All of the listing below must be repeated word for word. Pictures are the only thing to omit.

▸ **MATERIAL PROVIDED**
_____

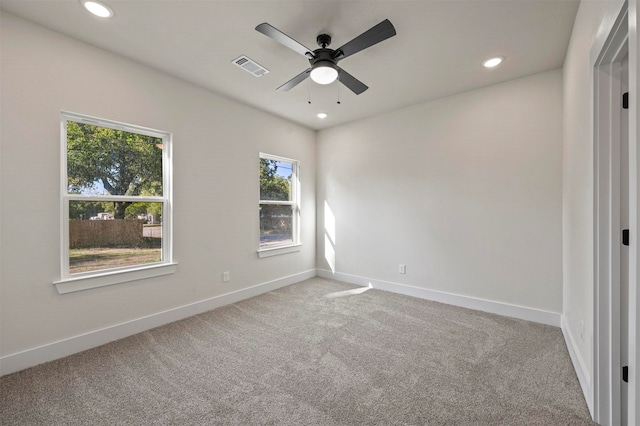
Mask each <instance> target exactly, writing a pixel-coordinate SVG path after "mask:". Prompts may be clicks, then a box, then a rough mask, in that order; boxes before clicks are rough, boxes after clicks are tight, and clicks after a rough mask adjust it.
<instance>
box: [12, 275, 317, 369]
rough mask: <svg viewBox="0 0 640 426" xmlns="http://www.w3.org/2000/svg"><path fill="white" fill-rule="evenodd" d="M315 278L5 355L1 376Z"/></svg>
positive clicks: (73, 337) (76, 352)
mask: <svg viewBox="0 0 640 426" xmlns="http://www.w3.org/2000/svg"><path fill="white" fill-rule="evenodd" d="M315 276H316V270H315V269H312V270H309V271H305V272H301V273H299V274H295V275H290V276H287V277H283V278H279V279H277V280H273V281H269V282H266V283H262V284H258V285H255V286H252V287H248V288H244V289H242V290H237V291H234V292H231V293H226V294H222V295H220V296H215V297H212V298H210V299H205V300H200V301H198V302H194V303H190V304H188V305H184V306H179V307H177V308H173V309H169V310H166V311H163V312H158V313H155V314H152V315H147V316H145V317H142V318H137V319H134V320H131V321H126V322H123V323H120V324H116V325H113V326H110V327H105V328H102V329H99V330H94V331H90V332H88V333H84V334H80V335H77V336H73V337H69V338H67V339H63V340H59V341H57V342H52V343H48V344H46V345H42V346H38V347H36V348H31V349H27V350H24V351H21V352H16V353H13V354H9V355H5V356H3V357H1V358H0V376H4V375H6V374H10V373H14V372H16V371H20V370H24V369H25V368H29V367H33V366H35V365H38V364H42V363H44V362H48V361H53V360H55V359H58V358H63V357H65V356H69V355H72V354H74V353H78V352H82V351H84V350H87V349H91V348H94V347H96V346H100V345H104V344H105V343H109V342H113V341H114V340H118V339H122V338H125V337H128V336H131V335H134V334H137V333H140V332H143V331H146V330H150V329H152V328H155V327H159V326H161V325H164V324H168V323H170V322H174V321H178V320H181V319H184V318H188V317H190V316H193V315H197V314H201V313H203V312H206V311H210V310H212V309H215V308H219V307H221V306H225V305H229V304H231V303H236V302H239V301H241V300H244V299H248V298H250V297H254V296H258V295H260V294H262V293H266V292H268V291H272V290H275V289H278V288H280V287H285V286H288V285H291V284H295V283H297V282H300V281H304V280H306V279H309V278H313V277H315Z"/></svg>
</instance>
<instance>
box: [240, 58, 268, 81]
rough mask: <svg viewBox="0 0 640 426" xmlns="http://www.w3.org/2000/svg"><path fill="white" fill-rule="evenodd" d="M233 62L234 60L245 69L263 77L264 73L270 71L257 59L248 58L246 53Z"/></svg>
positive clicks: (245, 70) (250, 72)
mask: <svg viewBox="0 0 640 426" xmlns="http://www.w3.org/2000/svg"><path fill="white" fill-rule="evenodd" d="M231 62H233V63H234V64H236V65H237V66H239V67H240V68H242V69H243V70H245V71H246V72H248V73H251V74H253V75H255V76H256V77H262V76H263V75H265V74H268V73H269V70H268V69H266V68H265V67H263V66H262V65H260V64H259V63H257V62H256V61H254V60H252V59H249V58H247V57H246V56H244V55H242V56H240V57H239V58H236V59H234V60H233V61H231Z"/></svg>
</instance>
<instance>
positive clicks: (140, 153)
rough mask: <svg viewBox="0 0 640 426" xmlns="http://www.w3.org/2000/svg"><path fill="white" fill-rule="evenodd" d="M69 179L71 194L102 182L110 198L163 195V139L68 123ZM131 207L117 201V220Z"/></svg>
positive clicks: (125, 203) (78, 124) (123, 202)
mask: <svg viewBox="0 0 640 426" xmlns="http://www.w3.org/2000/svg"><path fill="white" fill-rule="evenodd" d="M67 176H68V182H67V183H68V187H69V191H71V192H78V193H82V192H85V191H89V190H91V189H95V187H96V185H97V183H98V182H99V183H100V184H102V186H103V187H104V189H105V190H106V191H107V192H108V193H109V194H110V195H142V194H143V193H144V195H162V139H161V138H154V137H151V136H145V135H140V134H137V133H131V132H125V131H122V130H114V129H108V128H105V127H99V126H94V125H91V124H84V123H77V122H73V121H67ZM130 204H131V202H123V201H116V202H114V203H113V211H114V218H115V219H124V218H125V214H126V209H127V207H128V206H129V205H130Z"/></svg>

_____

▸ **RESULT FOR THIS EXERCISE**
Mask each <instance> target exactly, writing a pixel-coordinate SVG path after "mask:". Prompts may be clicks, then a box, then a rough mask, in that order; boxes before clicks are rough, boxes after clicks are tight, and clicks after a rough mask adjust it.
<instance>
box: [12, 275, 317, 369]
rough mask: <svg viewBox="0 0 640 426" xmlns="http://www.w3.org/2000/svg"><path fill="white" fill-rule="evenodd" d="M315 278L5 355L1 376Z"/></svg>
positive clicks: (73, 337) (76, 352)
mask: <svg viewBox="0 0 640 426" xmlns="http://www.w3.org/2000/svg"><path fill="white" fill-rule="evenodd" d="M315 276H316V270H315V269H312V270H309V271H305V272H301V273H299V274H295V275H290V276H287V277H283V278H279V279H277V280H273V281H269V282H266V283H262V284H258V285H255V286H252V287H248V288H244V289H242V290H237V291H234V292H231V293H226V294H222V295H220V296H215V297H212V298H210V299H205V300H200V301H198V302H194V303H190V304H188V305H184V306H179V307H177V308H173V309H169V310H166V311H163V312H158V313H155V314H152V315H147V316H145V317H142V318H137V319H134V320H131V321H126V322H123V323H120V324H116V325H113V326H110V327H105V328H102V329H99V330H94V331H90V332H88V333H84V334H80V335H77V336H73V337H69V338H67V339H63V340H59V341H57V342H52V343H48V344H46V345H42V346H38V347H36V348H31V349H27V350H24V351H21V352H16V353H13V354H9V355H5V356H3V357H1V358H0V376H4V375H6V374H10V373H14V372H16V371H20V370H24V369H25V368H29V367H33V366H35V365H38V364H42V363H44V362H48V361H53V360H55V359H58V358H63V357H65V356H69V355H72V354H74V353H78V352H82V351H84V350H87V349H91V348H94V347H96V346H100V345H104V344H105V343H109V342H113V341H114V340H118V339H122V338H125V337H128V336H131V335H134V334H137V333H140V332H143V331H146V330H150V329H152V328H155V327H159V326H161V325H164V324H168V323H170V322H174V321H178V320H181V319H184V318H188V317H190V316H193V315H197V314H201V313H203V312H206V311H210V310H212V309H215V308H219V307H221V306H225V305H229V304H231V303H236V302H239V301H241V300H244V299H248V298H250V297H254V296H258V295H260V294H262V293H266V292H268V291H272V290H275V289H278V288H280V287H285V286H288V285H291V284H295V283H297V282H300V281H304V280H306V279H309V278H313V277H315Z"/></svg>
</instance>
<instance>
box: [240, 58, 268, 81]
rough mask: <svg viewBox="0 0 640 426" xmlns="http://www.w3.org/2000/svg"><path fill="white" fill-rule="evenodd" d="M233 62L234 60L245 69L263 77L264 73L270 71L257 59L248 58L246 53Z"/></svg>
positive clicks: (245, 70) (250, 72)
mask: <svg viewBox="0 0 640 426" xmlns="http://www.w3.org/2000/svg"><path fill="white" fill-rule="evenodd" d="M231 62H233V63H234V64H236V65H237V66H239V67H240V68H242V69H243V70H245V71H246V72H248V73H251V74H253V75H255V76H256V77H262V76H263V75H265V74H268V73H269V70H268V69H266V68H265V67H263V66H262V65H260V64H259V63H257V62H256V61H254V60H252V59H249V58H247V57H246V56H244V55H242V56H240V57H239V58H236V59H234V60H233V61H231Z"/></svg>
</instance>
<instance>
positive clicks: (140, 153)
rough mask: <svg viewBox="0 0 640 426" xmlns="http://www.w3.org/2000/svg"><path fill="white" fill-rule="evenodd" d="M69 179L71 194L102 182L110 198L163 195V139L68 123ZM131 207L117 201V220Z"/></svg>
positive clicks: (125, 203) (78, 124) (123, 202)
mask: <svg viewBox="0 0 640 426" xmlns="http://www.w3.org/2000/svg"><path fill="white" fill-rule="evenodd" d="M67 176H68V182H67V183H68V187H69V191H71V192H78V193H82V192H85V191H89V190H91V189H95V187H96V185H97V183H98V182H99V183H100V184H102V186H103V187H104V189H105V190H106V191H107V192H108V193H109V194H110V195H142V194H143V193H144V195H162V139H161V138H154V137H151V136H145V135H140V134H137V133H131V132H125V131H122V130H114V129H108V128H105V127H99V126H94V125H91V124H84V123H77V122H73V121H67ZM130 204H131V202H123V201H116V202H114V203H113V211H114V218H115V219H124V218H125V214H126V209H127V207H128V206H129V205H130Z"/></svg>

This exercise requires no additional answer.